=== Input material ===
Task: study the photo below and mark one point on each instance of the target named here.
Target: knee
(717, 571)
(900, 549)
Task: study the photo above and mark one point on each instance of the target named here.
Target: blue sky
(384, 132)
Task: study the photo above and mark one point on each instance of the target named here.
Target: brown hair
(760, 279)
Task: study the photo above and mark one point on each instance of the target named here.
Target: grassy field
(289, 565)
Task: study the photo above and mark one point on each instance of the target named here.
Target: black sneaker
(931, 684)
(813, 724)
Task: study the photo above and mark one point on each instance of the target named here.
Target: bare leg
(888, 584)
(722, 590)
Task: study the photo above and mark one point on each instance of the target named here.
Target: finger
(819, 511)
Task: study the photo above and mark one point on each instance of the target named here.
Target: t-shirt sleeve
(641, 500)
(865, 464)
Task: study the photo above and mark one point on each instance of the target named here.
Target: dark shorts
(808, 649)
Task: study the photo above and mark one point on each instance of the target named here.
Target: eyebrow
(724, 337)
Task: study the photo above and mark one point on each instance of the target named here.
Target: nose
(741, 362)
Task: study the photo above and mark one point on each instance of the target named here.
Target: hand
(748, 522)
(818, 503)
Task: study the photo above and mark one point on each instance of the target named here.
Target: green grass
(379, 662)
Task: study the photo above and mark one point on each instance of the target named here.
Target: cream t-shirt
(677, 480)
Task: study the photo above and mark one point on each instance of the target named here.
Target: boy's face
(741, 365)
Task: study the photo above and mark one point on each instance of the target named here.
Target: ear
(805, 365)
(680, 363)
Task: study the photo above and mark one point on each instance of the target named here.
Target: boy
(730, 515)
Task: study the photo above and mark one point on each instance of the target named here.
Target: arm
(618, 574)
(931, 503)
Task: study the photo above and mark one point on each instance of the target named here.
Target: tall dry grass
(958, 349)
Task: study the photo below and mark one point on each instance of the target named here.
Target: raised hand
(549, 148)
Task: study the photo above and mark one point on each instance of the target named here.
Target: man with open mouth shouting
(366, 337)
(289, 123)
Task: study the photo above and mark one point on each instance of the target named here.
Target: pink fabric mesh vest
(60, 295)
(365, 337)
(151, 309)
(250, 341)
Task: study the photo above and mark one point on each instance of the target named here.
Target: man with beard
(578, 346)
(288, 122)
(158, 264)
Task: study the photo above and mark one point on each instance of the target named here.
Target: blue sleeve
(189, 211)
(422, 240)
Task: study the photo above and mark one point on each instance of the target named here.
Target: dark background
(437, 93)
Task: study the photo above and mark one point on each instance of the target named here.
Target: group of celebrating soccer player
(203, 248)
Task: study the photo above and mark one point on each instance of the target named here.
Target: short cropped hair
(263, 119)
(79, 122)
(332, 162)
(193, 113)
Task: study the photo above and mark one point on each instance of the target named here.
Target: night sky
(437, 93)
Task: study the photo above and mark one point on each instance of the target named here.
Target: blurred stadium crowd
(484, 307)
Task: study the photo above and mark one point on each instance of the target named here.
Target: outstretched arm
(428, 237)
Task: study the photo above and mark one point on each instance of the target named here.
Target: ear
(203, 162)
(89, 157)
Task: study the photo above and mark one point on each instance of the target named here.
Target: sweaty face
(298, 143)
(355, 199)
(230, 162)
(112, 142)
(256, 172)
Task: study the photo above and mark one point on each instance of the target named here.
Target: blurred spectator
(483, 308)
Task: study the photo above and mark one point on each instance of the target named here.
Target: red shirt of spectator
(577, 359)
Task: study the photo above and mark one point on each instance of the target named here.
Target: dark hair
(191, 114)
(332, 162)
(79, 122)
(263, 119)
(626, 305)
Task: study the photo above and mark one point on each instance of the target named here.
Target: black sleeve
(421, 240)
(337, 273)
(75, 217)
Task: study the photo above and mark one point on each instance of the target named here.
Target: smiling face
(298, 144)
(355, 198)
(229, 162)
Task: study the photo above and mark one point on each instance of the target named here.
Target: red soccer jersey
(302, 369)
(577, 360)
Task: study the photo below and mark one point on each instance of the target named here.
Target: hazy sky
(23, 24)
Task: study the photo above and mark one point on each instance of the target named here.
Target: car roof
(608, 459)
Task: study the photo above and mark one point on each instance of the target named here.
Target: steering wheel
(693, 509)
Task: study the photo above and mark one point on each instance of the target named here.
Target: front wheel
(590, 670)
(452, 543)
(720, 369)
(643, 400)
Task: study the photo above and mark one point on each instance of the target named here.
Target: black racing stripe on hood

=== Exercise goal ===
Please repeat all the records above exactly as they appear.

=== Problem solution ===
Task: study the photo below and mark one point on each instance of the target named here.
Target: knee
(717, 571)
(900, 549)
Task: study the photo above and mark one point on each instance of the target named here.
Target: blue sky
(384, 132)
Task: study the photo above and mark one point on each instance of the target named here.
Target: brown hair
(760, 279)
Task: study the photo above and mark one point on each instance of the target named here.
Target: grassy field
(289, 565)
Task: study the photo above and mark one point on each instance of the target named here.
Target: black sneaker
(931, 684)
(813, 724)
Task: study the photo above and mark one point on each instance of the target named here.
Target: bare leg
(888, 584)
(722, 590)
Task: study the photo above and mark one point on each instance of the target named here.
Target: finger
(819, 511)
Task: study the photo above and mark one point on each instance of the target named here.
Target: t-shirt sleeve
(641, 500)
(865, 464)
Task: study the photo above and mark one point on each instance of the target named here.
Target: dark shorts
(808, 649)
Task: study the photo above and mark one point on each instance of the target named here.
Target: eyebrow
(724, 337)
Task: study the photo above and mark one point on each instance of the target named here.
Target: nose
(741, 362)
Task: study the photo above and mark one point on each instance of the target named here.
Target: hand
(748, 522)
(818, 503)
Task: study the photo above and mark one point on each instance of the target named here.
Target: green grass
(379, 662)
Task: study the photo above and mark one point on each instance of the target named here.
Target: cream t-shirt
(677, 480)
Task: study the photo above and mark one point on each instance of the target named here.
Target: boy's face
(741, 365)
Task: study the photo above and mark one point on each instance of the target named here.
Target: ear
(805, 365)
(680, 363)
Task: study the photo above and mark one point on each instance of the target named here.
Target: boy
(730, 515)
Task: study the photo above and mark one point on each instance of the target named here.
Target: arm
(618, 574)
(931, 503)
Task: study the photo above and mark one point on each instance of the target named here.
Target: tall dry grass
(958, 349)
Task: study the photo below and mark one point on each instance of the target named here.
Target: raised hand
(549, 148)
Task: study the photo above and mark one point on each instance of the target named here.
Target: man with open mouth shouting
(366, 337)
(289, 123)
Task: study the photo above and mark one point on each instance of the target named here.
Target: pink fabric mesh vest
(60, 295)
(365, 337)
(151, 309)
(250, 341)
Task: study the photo above and mark one point on each instance of the target named here.
Target: man with beard
(578, 346)
(288, 122)
(158, 264)
Task: study the photo above and mark one point on each instance of the target named here.
Target: blue sleeve
(189, 211)
(422, 240)
Task: study the photo above and mark one point on each instance of the target named here.
Target: dark background
(437, 93)
Task: study the photo above and mark one point on each instance of the target named here.
Target: group of celebrating soccer player
(203, 248)
Task: study the photo above and mark one point on each instance of the target named here.
Target: short cropped hair
(263, 119)
(79, 122)
(332, 162)
(193, 113)
Task: study the photo above and mark one point on each instance of the target named here.
Target: night sky
(437, 93)
Task: study the photo above and mark one point on each instance of the target named here.
Target: blurred stadium crowd
(484, 307)
Task: study the photo above and mark one point on each instance of the target named here.
Target: outstretched arm
(428, 237)
Task: study the photo above and mark one point on each instance of the target named here.
Target: ear
(203, 162)
(89, 157)
Task: study the photo above and mark one point on each instance of the target named here.
Target: sweaty face
(298, 143)
(355, 199)
(230, 162)
(112, 142)
(256, 172)
Task: study the photo above and mark one point on each instance of the target named here.
Target: blurred spectator
(483, 308)
Task: study the photo above and mark one point on each instance of the target named here.
Target: red shirt of spectator
(577, 359)
Task: study the photo above and mark one point on each instance of the target named here.
Target: dark hair
(191, 114)
(332, 162)
(79, 122)
(263, 119)
(626, 305)
Task: study the photo above and mark one point on each instance of the target named here.
Target: black sleeve
(421, 240)
(337, 273)
(75, 217)
Task: study the photo above and mark one point on each instance of the target named here.
Target: smiling face
(298, 144)
(355, 198)
(229, 162)
Task: study the photo above and mark one point on each instance of the target named here.
Target: red soccer jersey
(302, 369)
(577, 360)
Task: study the photo below and mark one point on each instance of the target named here.
Target: hazy sky
(23, 24)
Task: study the photo above and mark one point on each instance of the target named here.
Target: car roof
(608, 459)
Task: study the photo above and mark one point on each instance of the target named here.
Target: steering wheel
(693, 509)
Task: study the photo above and mark one point on each instance of the target named here.
Target: front wheel
(590, 670)
(452, 543)
(720, 369)
(643, 400)
Task: study the photo above and mark one point on each instance of the target named here.
Target: black racing stripe on hood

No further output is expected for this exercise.